- **Ausgangstext**
....
Veröffentlicht am 12.03.2008TEXT: Daniela Svoboda

Altersbeschwerde Stellensuche

Arbeitskräftemangel hin oder her: Schweizer Firmen setzen immer noch auf die Jüngeren. Für ältere Stellensuchende ist die Arbeitssuche nach wie vor schwierig.

Nie hätte Michael Höchli, ehemaliger Chefanalyst bei der ZKB, gedacht, dass er einmal keine Arbeit finden würde. Aber mit genau diesem Problem ist er seit seiner Rückkehr aus Irland konfrontiert. Der 55-jährige Banker hat vor sieben Jahren seinen sicheren Arbeitsplatz als Finanzanalyst und Leiter einer Analystengruppe aufgegeben, um etwas Neues zu beginnen. In Irland war er daran, einen Weinfachhandel aufzubauen. Aus familiären Gründen entschloss er sich jedoch, wieder in die Schweiz zurückzukehren.
Mit grosser Zuversicht begab er sich auf Arbeitssuche. Mit seinem Leistungsausweis war er sich sicher, schnell eine Stelle zu finden. Nach drei Monaten, in denen er nur Absagen erhielt, war er tief enttäuscht und überzeugt, dass Ältere auf dem Arbeitsmarkt diskriminiert werden. «Im Raum Zürich herrscht der Jugendwahn.»
....
- **Liste der Datensätze**
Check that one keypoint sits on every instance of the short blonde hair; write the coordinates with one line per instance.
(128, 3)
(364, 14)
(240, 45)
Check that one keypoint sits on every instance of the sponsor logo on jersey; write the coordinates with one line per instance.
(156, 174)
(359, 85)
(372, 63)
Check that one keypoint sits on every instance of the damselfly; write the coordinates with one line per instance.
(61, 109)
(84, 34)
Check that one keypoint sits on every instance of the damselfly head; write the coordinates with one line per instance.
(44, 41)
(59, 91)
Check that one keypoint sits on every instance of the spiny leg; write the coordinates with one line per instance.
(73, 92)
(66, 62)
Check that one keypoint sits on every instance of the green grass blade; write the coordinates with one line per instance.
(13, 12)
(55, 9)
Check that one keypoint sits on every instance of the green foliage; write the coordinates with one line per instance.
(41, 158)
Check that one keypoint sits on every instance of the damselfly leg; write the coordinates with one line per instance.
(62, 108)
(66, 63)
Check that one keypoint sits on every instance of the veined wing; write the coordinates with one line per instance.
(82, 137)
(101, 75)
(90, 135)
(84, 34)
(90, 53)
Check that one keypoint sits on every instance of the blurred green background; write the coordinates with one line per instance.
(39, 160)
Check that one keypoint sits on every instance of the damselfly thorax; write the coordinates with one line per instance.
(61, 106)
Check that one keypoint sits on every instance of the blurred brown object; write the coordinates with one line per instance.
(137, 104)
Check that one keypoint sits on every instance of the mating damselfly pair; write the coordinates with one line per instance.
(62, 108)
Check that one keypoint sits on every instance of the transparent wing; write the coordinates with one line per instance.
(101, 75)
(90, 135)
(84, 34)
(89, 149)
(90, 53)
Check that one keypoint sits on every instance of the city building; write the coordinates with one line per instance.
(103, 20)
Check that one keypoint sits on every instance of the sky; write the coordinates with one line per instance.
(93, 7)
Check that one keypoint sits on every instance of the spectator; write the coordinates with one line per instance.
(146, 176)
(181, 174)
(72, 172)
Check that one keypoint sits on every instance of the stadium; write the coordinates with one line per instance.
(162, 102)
....
- **Aufgaben**
1. Fasse den Absatz im Ausgangstext, der mit „Nie hätte Michael Höchli“ beginnt, als knappe Stichpunktliste zusammen. Die wichtigsten Fakten sollen erhalten bleiben.
2. Zähle alle geografischen Orte auf, also Länder, Städte oder Regionen, die im Ausgangstext genannt werden.

- **Antworten nach Aufgabe**
1.
- Michael Höchli, 55, früher Chefanalyst bei der ZKB, findet seit seiner Rückkehr aus Irland keine Arbeit.
- Vor sieben Jahren gab er seine sichere Stelle als Finanzanalyst und Leiter einer Analystengruppe auf, um etwas Neues zu beginnen.
- In Irland baute er einen Weinfachhandel auf.
- Aus familiären Gründen kehrte er in die Schweiz zurück.

2.
- Schweiz
- Irland
- Zürich (Raum Zürich)